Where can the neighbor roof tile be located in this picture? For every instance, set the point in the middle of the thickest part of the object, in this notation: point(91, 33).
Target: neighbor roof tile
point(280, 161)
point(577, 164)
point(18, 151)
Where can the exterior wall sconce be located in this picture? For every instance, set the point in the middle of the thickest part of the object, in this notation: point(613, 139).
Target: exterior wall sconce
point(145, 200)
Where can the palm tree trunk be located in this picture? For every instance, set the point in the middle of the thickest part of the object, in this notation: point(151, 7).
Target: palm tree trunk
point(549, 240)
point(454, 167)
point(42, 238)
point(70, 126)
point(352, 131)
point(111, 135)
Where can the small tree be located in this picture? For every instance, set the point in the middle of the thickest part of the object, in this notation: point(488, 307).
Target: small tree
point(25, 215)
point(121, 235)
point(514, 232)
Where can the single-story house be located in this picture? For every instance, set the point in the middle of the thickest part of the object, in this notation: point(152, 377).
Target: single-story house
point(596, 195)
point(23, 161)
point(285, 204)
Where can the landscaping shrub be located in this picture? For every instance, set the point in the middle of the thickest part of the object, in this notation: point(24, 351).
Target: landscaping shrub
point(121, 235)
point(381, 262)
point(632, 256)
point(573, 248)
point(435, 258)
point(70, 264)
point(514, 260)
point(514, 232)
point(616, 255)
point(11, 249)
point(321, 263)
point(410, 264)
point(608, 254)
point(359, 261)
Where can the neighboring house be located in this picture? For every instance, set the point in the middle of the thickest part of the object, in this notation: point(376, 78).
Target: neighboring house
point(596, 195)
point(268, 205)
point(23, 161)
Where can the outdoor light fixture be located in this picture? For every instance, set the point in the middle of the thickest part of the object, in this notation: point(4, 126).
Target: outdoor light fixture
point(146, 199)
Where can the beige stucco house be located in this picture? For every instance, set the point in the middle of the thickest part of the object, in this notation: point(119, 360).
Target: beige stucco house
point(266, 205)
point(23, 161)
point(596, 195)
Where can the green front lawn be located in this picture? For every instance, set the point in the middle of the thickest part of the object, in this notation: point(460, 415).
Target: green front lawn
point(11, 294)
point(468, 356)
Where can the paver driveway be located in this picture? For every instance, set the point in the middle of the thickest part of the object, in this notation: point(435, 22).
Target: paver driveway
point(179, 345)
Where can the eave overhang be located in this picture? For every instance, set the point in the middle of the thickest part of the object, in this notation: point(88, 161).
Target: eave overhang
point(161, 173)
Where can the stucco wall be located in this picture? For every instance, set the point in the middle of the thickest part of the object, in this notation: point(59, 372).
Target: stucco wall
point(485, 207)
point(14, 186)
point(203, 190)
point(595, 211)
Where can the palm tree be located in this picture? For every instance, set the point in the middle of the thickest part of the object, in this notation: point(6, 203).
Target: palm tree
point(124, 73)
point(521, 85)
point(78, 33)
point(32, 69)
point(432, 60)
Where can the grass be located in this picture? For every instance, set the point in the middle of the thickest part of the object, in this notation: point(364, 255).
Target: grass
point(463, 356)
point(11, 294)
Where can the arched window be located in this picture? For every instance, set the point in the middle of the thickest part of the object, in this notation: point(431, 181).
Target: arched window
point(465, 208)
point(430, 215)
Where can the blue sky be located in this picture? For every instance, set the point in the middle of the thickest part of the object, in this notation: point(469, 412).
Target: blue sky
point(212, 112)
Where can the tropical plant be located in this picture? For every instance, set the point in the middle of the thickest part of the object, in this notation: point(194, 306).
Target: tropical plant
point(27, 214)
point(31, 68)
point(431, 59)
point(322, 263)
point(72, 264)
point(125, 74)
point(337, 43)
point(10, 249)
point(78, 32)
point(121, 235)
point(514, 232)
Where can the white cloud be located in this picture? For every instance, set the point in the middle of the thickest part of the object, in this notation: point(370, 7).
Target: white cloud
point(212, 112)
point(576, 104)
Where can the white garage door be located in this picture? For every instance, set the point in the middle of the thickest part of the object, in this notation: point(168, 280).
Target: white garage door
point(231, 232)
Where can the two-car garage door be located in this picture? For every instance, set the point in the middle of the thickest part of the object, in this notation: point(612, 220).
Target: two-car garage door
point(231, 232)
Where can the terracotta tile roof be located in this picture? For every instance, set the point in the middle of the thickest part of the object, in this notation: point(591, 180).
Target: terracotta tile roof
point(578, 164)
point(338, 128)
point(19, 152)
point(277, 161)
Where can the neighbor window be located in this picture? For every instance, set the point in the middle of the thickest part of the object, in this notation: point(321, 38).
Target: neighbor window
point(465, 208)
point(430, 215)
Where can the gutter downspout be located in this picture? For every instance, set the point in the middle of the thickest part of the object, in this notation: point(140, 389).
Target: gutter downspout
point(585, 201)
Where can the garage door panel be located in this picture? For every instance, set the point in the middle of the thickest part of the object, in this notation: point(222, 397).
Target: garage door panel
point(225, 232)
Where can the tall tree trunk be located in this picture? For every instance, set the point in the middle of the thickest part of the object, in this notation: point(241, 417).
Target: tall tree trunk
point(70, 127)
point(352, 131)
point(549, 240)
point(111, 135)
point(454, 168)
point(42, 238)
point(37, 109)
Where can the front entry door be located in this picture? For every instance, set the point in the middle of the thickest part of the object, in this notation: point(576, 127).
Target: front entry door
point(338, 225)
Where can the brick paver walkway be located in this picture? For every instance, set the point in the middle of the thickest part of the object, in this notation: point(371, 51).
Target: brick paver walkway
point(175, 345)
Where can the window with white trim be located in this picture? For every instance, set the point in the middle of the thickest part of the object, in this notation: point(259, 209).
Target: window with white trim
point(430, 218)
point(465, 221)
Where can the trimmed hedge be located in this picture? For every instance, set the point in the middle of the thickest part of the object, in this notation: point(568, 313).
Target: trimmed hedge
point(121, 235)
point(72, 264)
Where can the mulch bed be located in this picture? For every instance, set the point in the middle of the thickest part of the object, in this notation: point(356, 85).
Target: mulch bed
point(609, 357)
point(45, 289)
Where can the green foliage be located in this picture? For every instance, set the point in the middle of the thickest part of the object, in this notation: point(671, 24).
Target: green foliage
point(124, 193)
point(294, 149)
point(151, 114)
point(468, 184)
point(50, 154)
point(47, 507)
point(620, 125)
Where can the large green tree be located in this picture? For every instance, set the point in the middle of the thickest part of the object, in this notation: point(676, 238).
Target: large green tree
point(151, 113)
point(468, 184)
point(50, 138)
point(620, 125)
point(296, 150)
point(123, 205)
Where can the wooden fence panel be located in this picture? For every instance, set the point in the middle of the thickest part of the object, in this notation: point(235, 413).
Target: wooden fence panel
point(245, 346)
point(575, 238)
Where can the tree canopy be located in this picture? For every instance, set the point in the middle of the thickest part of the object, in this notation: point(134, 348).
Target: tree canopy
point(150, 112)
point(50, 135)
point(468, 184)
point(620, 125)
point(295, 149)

###

In full and without alteration, write out the data above.

Where can the neighbor roof tile be located in this picture? For every instance, set the point in the middle of the thickest part of the object, in this notation: point(91, 33).
Target: neighbor roof tile
point(280, 161)
point(577, 164)
point(18, 151)
Where can the exterior wall sconce be located in this picture? For every instance, set the point in the middle of the thickest part of the object, in this notation: point(613, 139).
Target: exterior wall sconce
point(145, 200)
Where can the palm tree trunk be located in this picture? For every instance, set the point in the middle of the thickest part of the object, in this notation: point(151, 7).
Target: palm tree trunk
point(549, 240)
point(454, 167)
point(42, 238)
point(70, 126)
point(352, 131)
point(111, 135)
Where can the small tree be located in this picture? For every instance, set the point in the middle of the thickest part of the object, in this notation: point(488, 307).
Target: small tree
point(25, 215)
point(121, 235)
point(514, 232)
Where can the single-story house be located in this picture? For every instance, set the point in the middle of the thickest part of the object, in this notation: point(152, 377).
Target: single-story house
point(596, 195)
point(23, 161)
point(285, 204)
Where can the landscaping shrub be located in this picture? For every instance, set the point in the middle of the thickest part of the object, in this notation: point(24, 351).
Target: landscaping shrub
point(121, 235)
point(381, 262)
point(632, 256)
point(573, 248)
point(435, 258)
point(70, 264)
point(514, 260)
point(514, 232)
point(616, 255)
point(11, 249)
point(321, 263)
point(410, 264)
point(608, 254)
point(359, 261)
Where can the neighboring house be located in this picture? For every instance, set the point in the middle of the thickest part of the object, in this notation: point(376, 78).
Target: neighboring house
point(596, 195)
point(268, 205)
point(23, 161)
Where can the outdoor light fixture be located in this picture? For every instance, set the point in the middle of the thickest part of the object, in this notation: point(4, 126).
Target: outdoor light fixture
point(146, 199)
Where can the beige stucco house be located in this picture? For every instance, set the point in the middle of the thickest part of the object, in this notation: point(119, 360).
Target: beige stucco house
point(266, 205)
point(23, 161)
point(596, 195)
Where can the green front lawn be located in this picture? For every instance, set the point in the middle of the thickest part of the object, in this notation: point(460, 415).
Target: green front lawn
point(11, 294)
point(468, 356)
Where can the paver driveway be located in this picture? For every instance, set the point in the middle of the thickest part of the object, in this notation: point(435, 22).
Target: paver driveway
point(179, 345)
Where can the eave overhang be located in this picture? For every instance, set the point in the middle of the thickest part of the object, in this notation: point(88, 161).
Target: eave overhang
point(161, 173)
Where can the stucco wall be located in this picture? For every instance, set the point in the middle of the thickest part of the object, in this notation: point(59, 372).
Target: stucco wall
point(485, 207)
point(14, 186)
point(203, 190)
point(595, 211)
Where can the palm tree be located in this picture? For every instance, set the point in the middle of the thickest part of the object, in this notation: point(6, 203).
Target: palm tree
point(124, 73)
point(521, 85)
point(78, 33)
point(32, 69)
point(432, 60)
Where can the grass be located in this picture? For every instance, set the point in the middle of the thickest part of the object, in this notation: point(364, 255).
Target: grass
point(463, 356)
point(11, 294)
Where can the arched window be located in this picture? For every instance, set the point in the middle of the thickest part of the object, in this notation: point(431, 181).
Target: arched window
point(465, 208)
point(430, 215)
Where can the blue sky be located in this picture? For every instance, set the point in the middle of the thickest part of the object, in this notation: point(469, 412).
Target: blue sky
point(212, 112)
Where can the tropical plant be located in this picture? For every instance, set the point in the middle of the thickest part of the object, in this notation: point(194, 306).
Target: tropical plant
point(27, 214)
point(31, 68)
point(431, 59)
point(322, 263)
point(72, 264)
point(125, 74)
point(337, 43)
point(10, 249)
point(78, 32)
point(121, 235)
point(514, 232)
Where can the white cloud be located in this picture? For every instance, set the point in the middle of the thickest part of the object, in this notation: point(370, 7).
Target: white cloud
point(212, 112)
point(576, 104)
Where can the white garage door be located in this picture? For every instance, set the point in the middle of the thickest part of the object, in this notation: point(168, 280).
Target: white garage door
point(231, 232)
Where can the two-car garage door be located in this picture? For every instance, set the point in the middle of the thickest part of the object, in this notation: point(612, 220).
Target: two-car garage door
point(231, 232)
Where can the terracotta tile roof be located in this picture? For every instance, set the point in the middle of the thickest part of the object, in this notation: point(591, 180).
Target: terracotta tile roof
point(578, 164)
point(338, 128)
point(19, 152)
point(277, 161)
Where can the neighbor window be located in this picture? For every instance, set the point in the middle of the thickest part of the object, in this notation: point(321, 38).
Target: neighbor window
point(465, 208)
point(430, 215)
Where can the gutter downspout be located in this picture? For every instance, set the point in the middle of the thickest part of the object, in this notation: point(140, 389).
Target: gutter downspout
point(585, 201)
Where can the garage door panel be located in this picture? For every instance, set the point in the middle of the thickest part of the object, in this notation: point(222, 397).
Target: garage door panel
point(225, 232)
Where can the tall tree trunk be located in this picture? For every instance, set the point in the middle of the thickest part of the object, in this notation: point(241, 417).
Target: tall tree trunk
point(70, 127)
point(352, 131)
point(549, 240)
point(111, 135)
point(454, 168)
point(42, 238)
point(37, 109)
Where can the front entry door be located in this picture? For every instance, set the point in the middle of the thickest part of the object, in this notation: point(576, 127).
Target: front entry door
point(338, 225)
Where can the brick paver walkway be located in this picture? For every instance, set the point in the middle of the thickest part of the object, in this notation: point(371, 51).
Target: brick paver walkway
point(175, 345)
Where can the window with white trim be located in this picture? For every instance, set the point in the middle of the thickest part of the object, in this notation: point(259, 209).
Target: window with white trim
point(430, 218)
point(465, 221)
Where can the trimmed hedge be located in this picture? For every instance, set the point in the middle of the thickest part of the object, in this notation: point(568, 313).
Target: trimmed hedge
point(121, 235)
point(72, 264)
Where can the mulch bed be located in this picture? For every instance, set the point in the middle of the thickest part of the object, in this notation: point(356, 85).
Target: mulch bed
point(609, 357)
point(45, 289)
Where can the green foliage be located in this picture? For every instance, set the point in the middle of the thickest part of the object, in this notation: point(671, 24).
Target: green foliage
point(124, 193)
point(294, 149)
point(151, 114)
point(468, 184)
point(50, 154)
point(47, 507)
point(620, 125)
Where can the large green tree be located in this picture? For every instance, set the point in the middle of the thickest part of the object, in this notation: point(676, 238).
Target: large green tree
point(151, 113)
point(468, 184)
point(50, 138)
point(620, 125)
point(296, 150)
point(123, 205)
Where can the wooden fence panel be located in this picture? For every instance, set the point in the middle of the thickest part of the object, in this notation: point(235, 413).
Target: wooden fence panel
point(245, 346)
point(575, 238)
Where can the tree canopy be located in this picture? For every instance, set the point in the middle of the thickest part of the object, in this notation: point(134, 348).
Target: tree canopy
point(150, 112)
point(50, 135)
point(468, 184)
point(620, 125)
point(295, 149)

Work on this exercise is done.